The main principle adopted in achieving the above objectives is that the overall hazard in each seismic zone should be constant. In order to obtain the key component for the current study, i.e., the hazard-consistent response spectra for the entire country, PSHA is carried out to obtain uniform hazard response spectra (UHRS), as given in Sreejaya et al. (2022), where probabilistic analysis was conducted, accommodating many of the recent advancements in PSHA and a comprehensive earthquake catalogue. An appropriate clustering technique is then adopted to derive a zone map, analogous to that of the seismic zone map provided by the IS 1893 (2016).

2 Uniform Hazard Response Spectra

This section provides a brief review of the procedure involved in deriving uniform hazard response spectra for India. The current study is performed in tandem with Sreejaya et al. (2022), in which PSHA of the entire Indian subcontinent was carried out to develop hazard maps. The basic methodology of PSHA is usually carried out in four phases: (1) identifying and defining seismic sources; (2) determining recurring characteristics of these seismic sources; (3) identifying or deriving ground motion prediction models; and (4) deriving hazard in terms of exceedance probabilities (Yu et al., 2011).

###

• Exercise set
a – According to the seismic hazard excerpt, what main principle is adopted in achieving the stated objectives?
b – Decide whether each statement agrees with the seismic hazard excerpt, answering yes or no and quoting the deciding words: (i) A clustering technique is used to derive the zone map. (ii) The current study was carried out independently of Sreejaya et al. (2022). (iii) The first phase of the basic PSHA methodology is deriving ground motion prediction models.

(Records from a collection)
###

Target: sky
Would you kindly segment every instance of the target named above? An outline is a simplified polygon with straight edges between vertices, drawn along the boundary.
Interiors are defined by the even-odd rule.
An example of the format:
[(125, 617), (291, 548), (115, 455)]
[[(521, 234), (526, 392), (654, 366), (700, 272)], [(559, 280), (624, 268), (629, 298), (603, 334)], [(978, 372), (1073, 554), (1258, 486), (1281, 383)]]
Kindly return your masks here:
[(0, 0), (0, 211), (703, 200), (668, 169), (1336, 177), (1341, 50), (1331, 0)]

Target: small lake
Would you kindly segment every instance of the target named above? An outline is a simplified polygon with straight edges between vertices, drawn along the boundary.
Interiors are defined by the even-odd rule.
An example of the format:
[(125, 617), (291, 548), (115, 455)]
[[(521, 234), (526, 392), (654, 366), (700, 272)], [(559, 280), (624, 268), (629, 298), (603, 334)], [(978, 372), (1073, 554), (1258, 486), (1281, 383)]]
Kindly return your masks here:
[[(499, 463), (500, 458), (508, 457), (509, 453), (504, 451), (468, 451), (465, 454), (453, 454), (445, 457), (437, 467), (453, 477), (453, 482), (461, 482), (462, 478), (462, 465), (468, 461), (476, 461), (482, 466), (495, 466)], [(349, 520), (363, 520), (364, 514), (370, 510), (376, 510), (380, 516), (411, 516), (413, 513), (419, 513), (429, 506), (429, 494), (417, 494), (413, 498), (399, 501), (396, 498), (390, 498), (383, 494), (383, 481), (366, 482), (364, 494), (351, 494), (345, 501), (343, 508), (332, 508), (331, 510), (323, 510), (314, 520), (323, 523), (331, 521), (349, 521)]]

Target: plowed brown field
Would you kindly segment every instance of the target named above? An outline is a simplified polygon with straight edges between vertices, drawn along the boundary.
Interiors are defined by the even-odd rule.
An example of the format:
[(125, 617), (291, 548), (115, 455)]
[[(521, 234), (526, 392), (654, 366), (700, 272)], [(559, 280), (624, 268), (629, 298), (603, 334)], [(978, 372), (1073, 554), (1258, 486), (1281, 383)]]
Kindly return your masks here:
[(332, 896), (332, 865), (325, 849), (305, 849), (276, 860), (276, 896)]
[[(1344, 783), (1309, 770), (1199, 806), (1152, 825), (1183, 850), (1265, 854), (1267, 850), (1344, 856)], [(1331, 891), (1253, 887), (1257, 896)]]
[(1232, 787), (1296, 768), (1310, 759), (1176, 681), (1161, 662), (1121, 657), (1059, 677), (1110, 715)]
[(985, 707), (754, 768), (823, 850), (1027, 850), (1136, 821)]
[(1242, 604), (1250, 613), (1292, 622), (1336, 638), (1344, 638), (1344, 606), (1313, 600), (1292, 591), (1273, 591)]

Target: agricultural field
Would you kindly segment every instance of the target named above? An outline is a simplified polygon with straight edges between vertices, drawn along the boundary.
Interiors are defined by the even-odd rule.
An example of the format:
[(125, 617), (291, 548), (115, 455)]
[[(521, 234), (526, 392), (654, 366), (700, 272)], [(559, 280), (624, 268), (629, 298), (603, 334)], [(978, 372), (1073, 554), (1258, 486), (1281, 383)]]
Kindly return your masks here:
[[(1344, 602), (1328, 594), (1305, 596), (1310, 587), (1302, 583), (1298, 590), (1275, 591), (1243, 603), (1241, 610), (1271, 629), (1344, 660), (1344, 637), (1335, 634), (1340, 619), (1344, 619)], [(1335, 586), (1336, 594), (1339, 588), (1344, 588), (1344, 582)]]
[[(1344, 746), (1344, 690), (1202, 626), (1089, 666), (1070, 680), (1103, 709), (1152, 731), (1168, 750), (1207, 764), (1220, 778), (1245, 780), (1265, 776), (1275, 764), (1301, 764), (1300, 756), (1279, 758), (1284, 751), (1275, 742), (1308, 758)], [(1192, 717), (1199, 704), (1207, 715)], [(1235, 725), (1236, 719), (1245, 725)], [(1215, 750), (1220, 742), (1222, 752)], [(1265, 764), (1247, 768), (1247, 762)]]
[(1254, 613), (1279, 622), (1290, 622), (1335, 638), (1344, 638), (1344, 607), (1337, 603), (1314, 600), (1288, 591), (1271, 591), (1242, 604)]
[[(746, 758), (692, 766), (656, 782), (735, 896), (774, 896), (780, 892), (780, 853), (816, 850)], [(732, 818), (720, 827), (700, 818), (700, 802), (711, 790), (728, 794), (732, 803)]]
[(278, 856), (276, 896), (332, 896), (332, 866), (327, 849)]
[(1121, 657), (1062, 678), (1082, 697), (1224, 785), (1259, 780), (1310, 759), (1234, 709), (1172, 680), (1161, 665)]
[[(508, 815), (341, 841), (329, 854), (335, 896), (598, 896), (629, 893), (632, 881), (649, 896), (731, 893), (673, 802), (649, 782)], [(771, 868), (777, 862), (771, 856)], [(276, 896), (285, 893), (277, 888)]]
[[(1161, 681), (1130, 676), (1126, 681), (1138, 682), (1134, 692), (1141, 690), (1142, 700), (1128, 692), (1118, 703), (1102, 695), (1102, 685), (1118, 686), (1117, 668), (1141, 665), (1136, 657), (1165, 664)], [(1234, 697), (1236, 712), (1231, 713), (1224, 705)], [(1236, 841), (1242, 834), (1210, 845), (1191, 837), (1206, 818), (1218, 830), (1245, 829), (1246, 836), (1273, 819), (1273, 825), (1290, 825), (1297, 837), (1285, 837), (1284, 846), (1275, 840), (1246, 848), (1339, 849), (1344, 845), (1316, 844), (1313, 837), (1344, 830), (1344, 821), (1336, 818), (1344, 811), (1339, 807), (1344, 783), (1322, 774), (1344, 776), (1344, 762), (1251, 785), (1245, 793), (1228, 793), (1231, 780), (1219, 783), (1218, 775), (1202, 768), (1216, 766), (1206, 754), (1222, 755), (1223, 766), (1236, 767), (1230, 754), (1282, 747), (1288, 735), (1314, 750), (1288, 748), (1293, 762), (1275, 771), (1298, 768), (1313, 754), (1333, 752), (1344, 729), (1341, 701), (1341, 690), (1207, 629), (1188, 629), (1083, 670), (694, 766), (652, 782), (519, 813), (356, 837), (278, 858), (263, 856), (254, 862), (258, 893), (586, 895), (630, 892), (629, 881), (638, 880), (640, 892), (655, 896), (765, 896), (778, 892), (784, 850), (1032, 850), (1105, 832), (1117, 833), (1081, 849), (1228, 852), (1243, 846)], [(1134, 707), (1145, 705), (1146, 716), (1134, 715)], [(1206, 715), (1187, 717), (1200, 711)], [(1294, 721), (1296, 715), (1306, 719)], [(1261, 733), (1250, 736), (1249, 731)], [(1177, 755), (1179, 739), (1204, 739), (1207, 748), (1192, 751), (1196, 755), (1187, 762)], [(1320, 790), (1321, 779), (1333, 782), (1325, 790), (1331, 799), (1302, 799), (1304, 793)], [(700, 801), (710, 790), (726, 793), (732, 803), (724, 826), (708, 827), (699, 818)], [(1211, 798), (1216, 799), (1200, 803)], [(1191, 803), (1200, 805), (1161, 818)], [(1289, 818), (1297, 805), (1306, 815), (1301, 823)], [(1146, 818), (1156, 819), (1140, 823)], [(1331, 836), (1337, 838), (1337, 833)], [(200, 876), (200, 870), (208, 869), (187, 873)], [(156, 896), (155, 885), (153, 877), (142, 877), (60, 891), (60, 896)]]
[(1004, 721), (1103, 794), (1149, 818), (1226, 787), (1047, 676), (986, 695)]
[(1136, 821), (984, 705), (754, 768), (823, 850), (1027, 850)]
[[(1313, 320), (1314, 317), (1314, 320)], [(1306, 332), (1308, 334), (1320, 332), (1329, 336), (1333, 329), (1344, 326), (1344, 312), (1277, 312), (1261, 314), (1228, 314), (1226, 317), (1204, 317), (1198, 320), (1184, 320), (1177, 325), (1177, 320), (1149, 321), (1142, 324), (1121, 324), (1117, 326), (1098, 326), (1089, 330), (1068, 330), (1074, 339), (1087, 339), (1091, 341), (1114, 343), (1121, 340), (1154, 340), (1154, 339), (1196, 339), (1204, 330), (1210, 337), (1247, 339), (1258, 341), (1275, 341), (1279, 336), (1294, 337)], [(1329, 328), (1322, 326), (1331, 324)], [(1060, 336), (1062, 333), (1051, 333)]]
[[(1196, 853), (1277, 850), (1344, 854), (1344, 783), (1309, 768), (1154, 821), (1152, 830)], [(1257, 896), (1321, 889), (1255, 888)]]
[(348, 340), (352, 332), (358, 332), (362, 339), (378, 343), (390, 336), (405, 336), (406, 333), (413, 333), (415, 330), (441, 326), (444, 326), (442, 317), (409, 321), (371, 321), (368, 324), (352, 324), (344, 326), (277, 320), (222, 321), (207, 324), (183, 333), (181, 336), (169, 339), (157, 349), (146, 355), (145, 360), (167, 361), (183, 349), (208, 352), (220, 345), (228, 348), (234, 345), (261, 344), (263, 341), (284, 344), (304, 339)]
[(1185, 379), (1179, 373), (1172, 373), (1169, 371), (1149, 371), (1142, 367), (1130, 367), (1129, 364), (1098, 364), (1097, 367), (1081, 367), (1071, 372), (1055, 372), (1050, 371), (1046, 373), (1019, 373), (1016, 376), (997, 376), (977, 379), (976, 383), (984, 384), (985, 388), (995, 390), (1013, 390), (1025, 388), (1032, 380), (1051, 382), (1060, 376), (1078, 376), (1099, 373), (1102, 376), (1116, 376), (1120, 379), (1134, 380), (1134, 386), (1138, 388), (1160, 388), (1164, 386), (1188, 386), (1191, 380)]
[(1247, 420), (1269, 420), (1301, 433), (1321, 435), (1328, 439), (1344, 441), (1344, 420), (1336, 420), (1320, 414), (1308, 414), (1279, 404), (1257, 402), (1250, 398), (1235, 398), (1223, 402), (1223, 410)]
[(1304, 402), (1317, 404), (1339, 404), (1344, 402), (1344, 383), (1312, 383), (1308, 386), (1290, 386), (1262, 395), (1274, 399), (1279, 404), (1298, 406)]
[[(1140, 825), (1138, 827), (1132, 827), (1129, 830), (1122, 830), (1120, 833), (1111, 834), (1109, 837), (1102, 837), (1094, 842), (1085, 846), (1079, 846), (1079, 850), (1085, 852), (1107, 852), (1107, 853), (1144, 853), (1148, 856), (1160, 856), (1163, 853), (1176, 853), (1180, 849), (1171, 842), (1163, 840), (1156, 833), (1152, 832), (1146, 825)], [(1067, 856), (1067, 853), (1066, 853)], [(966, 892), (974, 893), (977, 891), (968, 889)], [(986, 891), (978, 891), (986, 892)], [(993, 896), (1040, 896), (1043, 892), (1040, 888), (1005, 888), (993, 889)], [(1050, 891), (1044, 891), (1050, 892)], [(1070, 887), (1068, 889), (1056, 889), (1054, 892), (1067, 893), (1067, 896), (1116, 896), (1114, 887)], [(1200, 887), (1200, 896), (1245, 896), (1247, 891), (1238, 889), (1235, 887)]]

###

• Solutions to the problems
a – The overall hazard in each seismic zone should be constant.

b –
(i) Yes: "An appropriate clustering technique is then adopted to derive a zone map"
(ii) No: "The current study is performed in tandem with Sreejaya et al. (2022)"
(iii) No: "(1) identifying and defining seismic sources"